[EXTRACTED INFORMATION]

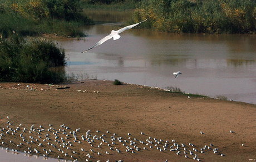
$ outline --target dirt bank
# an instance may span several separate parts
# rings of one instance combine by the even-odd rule
[[[29,147],[33,154],[36,153],[36,149],[41,155],[55,158],[58,155],[78,161],[88,159],[92,161],[107,159],[110,161],[120,159],[125,161],[164,161],[165,159],[186,161],[193,161],[195,154],[203,161],[256,159],[255,105],[201,97],[188,98],[184,94],[163,90],[130,84],[114,85],[112,83],[86,80],[58,86],[0,83],[0,128],[6,129],[2,129],[0,132],[3,133],[0,142],[4,142],[0,144],[22,151],[29,151]],[[69,88],[56,90],[65,86]],[[8,121],[11,125],[7,123]],[[21,123],[22,124],[19,126]],[[29,133],[32,124],[34,126]],[[71,129],[61,127],[62,124]],[[7,125],[11,128],[7,133],[9,128]],[[16,130],[17,126],[19,129]],[[22,132],[24,127],[27,130]],[[73,132],[78,128],[79,131]],[[87,132],[86,137],[88,129],[90,132]],[[110,133],[107,133],[107,130]],[[234,133],[230,133],[230,130]],[[128,135],[128,133],[131,135]],[[46,136],[47,134],[48,135]],[[149,139],[149,136],[152,139]],[[131,145],[131,140],[135,143]],[[22,145],[17,146],[21,143]],[[42,146],[38,146],[40,143]],[[184,154],[181,143],[186,145],[187,154]],[[214,146],[210,146],[210,143]],[[170,151],[177,148],[176,144],[179,145],[180,155],[176,154],[178,150]],[[210,148],[204,149],[205,145]],[[83,151],[81,150],[81,148]],[[48,154],[43,148],[48,150]],[[214,148],[219,149],[215,154],[213,150]],[[203,153],[200,153],[200,149]],[[73,154],[73,151],[77,153]],[[88,154],[92,157],[88,158]],[[221,156],[221,154],[225,156]]]

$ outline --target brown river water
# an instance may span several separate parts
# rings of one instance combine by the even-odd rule
[[[131,17],[130,12],[87,13],[96,21],[82,28],[87,37],[58,40],[66,52],[68,73],[256,103],[256,36],[132,28],[82,53]],[[177,71],[182,74],[175,79]]]
[[[68,73],[177,87],[186,93],[256,104],[256,36],[178,34],[135,28],[82,53],[131,17],[130,12],[86,13],[96,22],[81,29],[87,37],[57,40],[65,49]],[[173,73],[177,71],[182,74],[175,78]],[[0,149],[0,162],[67,161],[4,149]]]

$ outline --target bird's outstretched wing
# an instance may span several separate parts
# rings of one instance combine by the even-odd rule
[[[126,27],[124,27],[124,28],[121,28],[121,29],[120,29],[119,30],[117,31],[117,33],[119,34],[119,33],[122,33],[122,32],[124,32],[124,31],[125,31],[130,29],[131,29],[131,28],[133,28],[133,27],[134,27],[135,26],[137,26],[138,24],[140,24],[141,23],[142,23],[142,22],[146,21],[147,19],[147,18],[146,19],[145,21],[142,21],[142,22],[139,22],[139,23],[136,23],[136,24],[132,24],[132,25],[130,25],[130,26],[126,26]]]
[[[82,53],[85,53],[85,52],[87,52],[88,50],[93,48],[94,47],[99,45],[101,45],[101,44],[102,44],[103,43],[104,43],[105,42],[107,41],[107,40],[111,39],[112,37],[113,37],[113,36],[111,36],[112,34],[110,34],[106,37],[105,37],[104,38],[103,38],[102,39],[101,39],[100,41],[99,41],[98,42],[97,42],[96,44],[94,44],[93,45],[92,45],[91,48],[90,48],[89,49],[85,50],[85,51],[83,51],[82,52]]]

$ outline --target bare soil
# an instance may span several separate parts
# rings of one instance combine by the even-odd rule
[[[28,85],[28,86],[27,86]],[[27,148],[40,150],[40,155],[45,154],[42,148],[51,149],[48,156],[66,159],[77,159],[78,161],[96,161],[100,160],[105,161],[110,159],[124,160],[125,161],[189,161],[196,154],[202,161],[249,161],[256,160],[256,105],[242,102],[220,100],[209,98],[191,95],[190,98],[183,94],[174,93],[164,90],[152,89],[142,85],[124,84],[114,85],[112,81],[85,80],[62,85],[43,85],[19,83],[0,83],[0,128],[4,128],[0,133],[3,136],[0,139],[0,145],[3,147],[28,151]],[[70,88],[57,89],[57,88]],[[7,117],[10,119],[7,119]],[[12,125],[7,122],[9,121]],[[20,123],[22,125],[18,126]],[[31,126],[34,124],[34,131],[29,133]],[[49,126],[52,124],[52,126]],[[62,137],[66,142],[70,141],[73,145],[70,150],[63,148],[62,144],[58,144],[54,140],[55,136],[52,127],[56,131],[61,133],[63,129],[60,126],[65,124],[71,128],[66,130],[70,136],[65,139],[66,135],[58,133],[60,139]],[[36,128],[45,130],[38,134]],[[16,130],[17,126],[20,130],[12,135],[12,131],[7,134],[9,128]],[[22,133],[26,127],[28,130]],[[73,137],[69,132],[77,132],[78,144],[73,141]],[[59,130],[60,129],[60,131]],[[86,135],[86,132],[91,130],[91,139],[97,135],[98,137],[104,134],[107,143],[103,143],[98,148],[102,140],[95,139],[91,146],[87,141],[82,140],[81,136]],[[100,132],[96,132],[96,130]],[[108,130],[110,133],[106,133]],[[230,133],[232,130],[234,133]],[[200,134],[203,131],[204,134]],[[143,132],[145,134],[141,134]],[[127,133],[131,134],[129,136]],[[26,137],[27,141],[22,141],[21,133]],[[112,144],[111,136],[114,135],[116,144]],[[51,139],[43,141],[45,135],[48,134]],[[40,139],[38,136],[42,138]],[[36,141],[29,136],[33,136],[38,140]],[[126,152],[126,146],[123,142],[119,142],[117,137],[126,140],[126,144],[130,145],[130,141],[136,142],[136,145],[140,148],[136,149],[132,154],[131,150]],[[129,136],[130,139],[129,139]],[[152,144],[146,145],[145,143],[149,137],[156,138],[157,144],[153,139]],[[136,140],[134,139],[136,138]],[[56,139],[57,140],[57,139]],[[175,142],[172,142],[175,140]],[[10,143],[11,140],[12,143]],[[163,150],[163,145],[168,140],[167,150]],[[33,141],[32,143],[31,141]],[[53,148],[47,143],[52,143],[56,148]],[[17,145],[22,143],[21,146]],[[43,147],[38,146],[41,143]],[[180,145],[180,153],[177,151],[170,151],[170,146],[174,143]],[[189,145],[193,143],[195,146]],[[181,143],[186,145],[186,151],[189,158],[185,158]],[[211,143],[213,146],[210,146]],[[244,146],[242,146],[244,144]],[[156,144],[156,146],[155,145]],[[151,149],[149,146],[153,148]],[[211,149],[205,149],[204,153],[196,152],[195,148],[200,151],[204,145],[211,149],[218,148],[219,152],[214,154]],[[118,149],[120,153],[111,150],[110,148]],[[147,148],[144,150],[143,147]],[[163,151],[156,149],[161,148]],[[81,151],[83,148],[85,151]],[[68,155],[58,151],[58,148],[67,153]],[[173,148],[176,148],[174,146]],[[94,153],[90,151],[93,149]],[[191,155],[189,150],[194,153]],[[75,150],[77,154],[73,154]],[[106,151],[109,152],[107,155]],[[100,152],[101,155],[98,155]],[[92,158],[86,155],[90,154]],[[221,154],[225,155],[224,156]],[[72,157],[71,157],[72,155]]]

[EXERCISE DETAILS] Count the lines of the records above that contain the string "target", and reply with only that number.

[ANSWER TO THIS TASK] 4